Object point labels
* start *

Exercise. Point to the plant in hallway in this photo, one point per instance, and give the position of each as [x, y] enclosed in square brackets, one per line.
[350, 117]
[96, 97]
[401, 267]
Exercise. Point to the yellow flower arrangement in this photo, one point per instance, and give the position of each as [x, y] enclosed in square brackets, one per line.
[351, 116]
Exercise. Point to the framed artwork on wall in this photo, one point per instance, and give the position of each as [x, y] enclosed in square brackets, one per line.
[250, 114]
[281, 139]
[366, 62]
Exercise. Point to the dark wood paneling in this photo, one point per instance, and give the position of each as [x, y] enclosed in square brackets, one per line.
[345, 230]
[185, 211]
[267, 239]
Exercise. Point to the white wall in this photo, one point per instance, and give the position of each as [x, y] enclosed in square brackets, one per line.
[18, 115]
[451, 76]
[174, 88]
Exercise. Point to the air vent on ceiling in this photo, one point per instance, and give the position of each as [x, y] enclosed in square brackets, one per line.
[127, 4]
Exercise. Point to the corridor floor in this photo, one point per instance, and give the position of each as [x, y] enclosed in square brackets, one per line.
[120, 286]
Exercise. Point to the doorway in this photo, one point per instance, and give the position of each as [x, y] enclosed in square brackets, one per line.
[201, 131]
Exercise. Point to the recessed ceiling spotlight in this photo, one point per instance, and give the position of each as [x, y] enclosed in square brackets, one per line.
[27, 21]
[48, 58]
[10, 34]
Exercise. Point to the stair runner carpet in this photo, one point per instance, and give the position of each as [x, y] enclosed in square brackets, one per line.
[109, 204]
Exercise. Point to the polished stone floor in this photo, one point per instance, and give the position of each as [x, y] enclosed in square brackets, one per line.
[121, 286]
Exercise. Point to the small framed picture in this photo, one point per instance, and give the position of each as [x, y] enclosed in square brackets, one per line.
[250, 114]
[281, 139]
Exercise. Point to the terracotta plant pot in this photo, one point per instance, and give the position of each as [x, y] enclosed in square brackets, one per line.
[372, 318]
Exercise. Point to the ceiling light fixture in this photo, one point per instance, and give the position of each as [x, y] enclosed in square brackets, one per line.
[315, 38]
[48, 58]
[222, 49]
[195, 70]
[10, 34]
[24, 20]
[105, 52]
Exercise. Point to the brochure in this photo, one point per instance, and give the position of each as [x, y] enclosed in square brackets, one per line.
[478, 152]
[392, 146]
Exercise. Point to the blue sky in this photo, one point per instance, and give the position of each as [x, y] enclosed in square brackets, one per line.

* end *

* **Directions**:
Rewrite the records starting at the line containing "Exercise. Point to the ceiling" and ending at the last line of the records, replacing "brochure" with "leaflet" and leaving everything else unchanged.

* **Correct result**:
Exercise. Point to the ceiling light fixture in this photo, one point per instance, and give the position of each as [x, y] enclosed in square brackets, one per line.
[315, 38]
[48, 58]
[222, 49]
[195, 70]
[10, 34]
[24, 20]
[105, 52]
Exercise. Point to the leaflet in this photo, one point per instance, and give the position of each as [x, y] enclosed in square brackets, one per line.
[478, 152]
[392, 146]
Exercise. Point to the blue sky in this photo, one point per instance, and give the position of each as [x, y] enclosed in square brackets, one per line.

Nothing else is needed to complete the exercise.